(Dataset records Opens)
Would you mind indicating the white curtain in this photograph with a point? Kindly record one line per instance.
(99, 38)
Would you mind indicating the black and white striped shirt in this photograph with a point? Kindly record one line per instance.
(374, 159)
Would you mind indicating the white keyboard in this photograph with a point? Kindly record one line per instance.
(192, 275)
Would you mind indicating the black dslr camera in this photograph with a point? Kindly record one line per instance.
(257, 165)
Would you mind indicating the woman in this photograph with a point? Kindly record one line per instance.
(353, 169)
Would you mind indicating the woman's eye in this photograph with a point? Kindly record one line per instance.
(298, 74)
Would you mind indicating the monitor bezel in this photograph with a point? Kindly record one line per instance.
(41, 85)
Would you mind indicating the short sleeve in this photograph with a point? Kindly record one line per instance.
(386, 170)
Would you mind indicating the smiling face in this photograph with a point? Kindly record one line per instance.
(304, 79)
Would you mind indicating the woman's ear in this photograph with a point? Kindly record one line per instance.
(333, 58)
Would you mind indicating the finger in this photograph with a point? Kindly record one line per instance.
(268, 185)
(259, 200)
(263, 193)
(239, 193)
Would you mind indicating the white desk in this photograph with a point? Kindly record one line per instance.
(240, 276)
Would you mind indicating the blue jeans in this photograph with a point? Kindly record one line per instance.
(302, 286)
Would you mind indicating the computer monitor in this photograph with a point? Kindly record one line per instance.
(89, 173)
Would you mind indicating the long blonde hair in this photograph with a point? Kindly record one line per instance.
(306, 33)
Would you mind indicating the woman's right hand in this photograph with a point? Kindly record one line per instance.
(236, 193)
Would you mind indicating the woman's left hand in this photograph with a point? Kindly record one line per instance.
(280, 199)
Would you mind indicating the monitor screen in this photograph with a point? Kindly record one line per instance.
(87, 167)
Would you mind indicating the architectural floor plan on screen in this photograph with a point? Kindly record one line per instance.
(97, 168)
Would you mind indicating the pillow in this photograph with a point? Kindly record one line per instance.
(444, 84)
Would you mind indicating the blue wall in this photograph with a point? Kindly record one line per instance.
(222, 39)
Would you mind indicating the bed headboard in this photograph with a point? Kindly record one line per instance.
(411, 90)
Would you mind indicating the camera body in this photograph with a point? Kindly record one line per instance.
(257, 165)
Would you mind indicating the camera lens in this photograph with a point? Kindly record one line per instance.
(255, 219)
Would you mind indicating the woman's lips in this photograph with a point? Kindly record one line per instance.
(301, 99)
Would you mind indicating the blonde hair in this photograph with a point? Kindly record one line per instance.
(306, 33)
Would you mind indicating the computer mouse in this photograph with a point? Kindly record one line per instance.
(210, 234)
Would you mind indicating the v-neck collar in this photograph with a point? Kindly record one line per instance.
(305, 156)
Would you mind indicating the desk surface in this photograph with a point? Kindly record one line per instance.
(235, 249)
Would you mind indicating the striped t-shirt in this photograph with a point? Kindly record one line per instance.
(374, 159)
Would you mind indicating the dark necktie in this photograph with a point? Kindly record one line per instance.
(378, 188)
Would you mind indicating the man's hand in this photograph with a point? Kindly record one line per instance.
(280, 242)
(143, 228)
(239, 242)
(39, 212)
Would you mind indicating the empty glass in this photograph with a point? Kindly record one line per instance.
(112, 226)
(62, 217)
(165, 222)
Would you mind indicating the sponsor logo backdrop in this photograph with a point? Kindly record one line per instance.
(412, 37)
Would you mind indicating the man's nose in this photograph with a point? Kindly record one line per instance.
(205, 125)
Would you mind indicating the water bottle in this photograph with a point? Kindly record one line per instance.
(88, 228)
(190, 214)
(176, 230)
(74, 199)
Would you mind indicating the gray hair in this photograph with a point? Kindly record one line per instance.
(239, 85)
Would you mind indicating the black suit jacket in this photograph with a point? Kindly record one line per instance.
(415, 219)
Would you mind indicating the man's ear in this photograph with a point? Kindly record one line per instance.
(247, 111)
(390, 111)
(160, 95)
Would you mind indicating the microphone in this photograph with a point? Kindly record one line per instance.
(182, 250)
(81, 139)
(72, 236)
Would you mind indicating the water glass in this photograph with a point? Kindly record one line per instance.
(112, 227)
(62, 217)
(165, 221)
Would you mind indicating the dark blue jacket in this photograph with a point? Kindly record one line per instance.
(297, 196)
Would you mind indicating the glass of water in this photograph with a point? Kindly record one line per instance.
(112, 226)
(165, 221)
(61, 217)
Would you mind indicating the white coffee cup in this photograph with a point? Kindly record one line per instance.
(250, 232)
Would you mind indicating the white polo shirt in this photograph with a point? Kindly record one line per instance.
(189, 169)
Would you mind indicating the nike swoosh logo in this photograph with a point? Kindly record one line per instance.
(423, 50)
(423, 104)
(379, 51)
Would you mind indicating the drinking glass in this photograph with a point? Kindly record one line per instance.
(Dataset records Closes)
Work required: Every entry is to be returned exactly, with nothing dropped.

Answer to this exercise:
Would you mind indicating the white curtain in this photograph with a point? Kindly record one line per instance.
(99, 38)
Would you mind indicating the black and white striped shirt in this photograph with a point? Kindly record one line per instance.
(374, 159)
Would you mind indicating the white keyboard in this photograph with a point? Kindly record one line per instance.
(192, 275)
Would you mind indicating the black dslr camera in this photograph with a point? Kindly record one line per instance.
(257, 165)
Would you mind indicating the woman in this photograph with a point? Kindly record one line per instance.
(353, 169)
Would you mind indicating the woman's eye in this photograph with a point? Kindly record one line per instance.
(298, 74)
Would you mind indicating the monitor bezel in this photograph with a point? Kindly record one line per instance.
(41, 85)
Would you mind indicating the short sleeve in this photograph with a point? Kindly record one line per instance.
(386, 170)
Would you mind indicating the smiling face in this photograph with a point? Kindly record one line per instance.
(304, 79)
Would you mind indicating the woman's ear in this photograph with a point? Kindly record one line per instance.
(333, 58)
Would you mind indicating the finger in this photograph with a point? Kindly record one line per instance.
(268, 185)
(259, 200)
(263, 193)
(239, 193)
Would you mind indicating the white desk in this photograph with a point? Kindly record one line per instance.
(240, 276)
Would you mind indicating the blue jeans in this photograph with a point? Kindly record one line per instance.
(302, 286)
Would you mind indicating the computer monitor in this photograph with a point? Kindly record one line per instance.
(89, 173)
Would you mind indicating the long blonde hair in this photograph with a point? Kindly record one line per instance.
(306, 33)
Would you mind indicating the woman's right hand in this photograph with a point? Kindly record one line per instance.
(236, 193)
Would you mind indicating the woman's left hand in this photograph with a point? Kindly record one line per instance.
(280, 199)
Would you mind indicating the monitor screen in this photograph with a point? Kindly record one line per instance.
(87, 167)
Would you mind indicating the architectural floor plan on screen in this photograph with a point? Kindly record one line per instance.
(97, 168)
Would you mind indicating the pillow in this photograph with a point? Kindly record one line per instance.
(444, 84)
Would you mind indicating the blue wall in this photograph with a point? Kindly record one line per instance.
(222, 39)
Would you mind indicating the bed headboard in this photograph with a point? Kindly record one line per instance.
(411, 90)
Would you mind indicating the camera body in this photograph with a point? Kindly record one line per instance.
(257, 165)
Would you mind indicating the camera lens in this photograph with a point? Kindly record one line per instance.
(255, 219)
Would you mind indicating the woman's lips in this photograph with a point? Kindly record one line per instance.
(301, 99)
Would you mind indicating the blonde hair in this photograph with a point? Kindly record one line per instance.
(306, 33)
Would you mind indicating the computer mouse in this photograph with a point? Kindly record one line per instance.
(210, 234)
Would you mind indicating the v-neck collar in this photograph with a point? Kindly record one line per instance.
(305, 156)
Would you mind indicating the desk surface in this photograph with a point? Kindly record one line per instance.
(235, 249)
Would you mind indicating the striped t-shirt in this photograph with a point? Kindly record one line per instance.
(374, 159)
Would you mind indicating the dark necktie in this photograph with a point? Kindly record one line per instance.
(378, 188)
Would you mind indicating the man's hand in this photograph with a point? Kindly record one line per instance.
(280, 242)
(143, 228)
(239, 242)
(39, 212)
Would you mind indicating the empty glass in this photograph with a point? Kindly record one line per instance.
(112, 226)
(62, 217)
(165, 222)
Would you mind indicating the sponsor logo backdrop in this photograph with a point? Kindly record one line per instance.
(412, 37)
Would you mind indicating the man's nose in this photograph with a point? Kindly record one line per instance.
(205, 125)
Would you mind indicating the water bottle in this photograph with a point? Kindly record one line per instance.
(88, 228)
(190, 214)
(176, 230)
(74, 199)
Would you mind indicating the gray hair in this photograph with a point? Kindly record one line per instance.
(239, 85)
Would you mind indicating the black suit jacket in this photograph with a point? Kindly record one line per instance.
(415, 219)
Would you mind indicating the man's ear in this photograph with a point? Kindly record one line per instance.
(247, 111)
(390, 111)
(160, 95)
Would you mind indicating the microphone in this photograph with a point? Kindly record one line per instance.
(182, 250)
(81, 139)
(72, 236)
Would you mind indicating the water glass in this photograph with a point? Kindly record one line per instance.
(112, 227)
(62, 217)
(165, 221)
Would you mind indicating the dark blue jacket in this photograph with a point? Kindly record one line per instance.
(297, 196)
Would you mind indicating the glass of water in this photograph with a point? Kindly record one line per instance.
(112, 226)
(165, 221)
(61, 217)
Would you mind indicating the white coffee cup in this photograph with a point? Kindly record one line per instance.
(250, 232)
Would you mind indicating the white polo shirt in this photograph with a point? Kindly record one line per instance.
(189, 169)
Would you mind indicating the nike swoosh logo in this photograph with a point? Kindly record one line per instance.
(423, 50)
(423, 104)
(379, 51)
Would you mind indicating the drinking glass in this photograph with a point? Kindly record one line per instance.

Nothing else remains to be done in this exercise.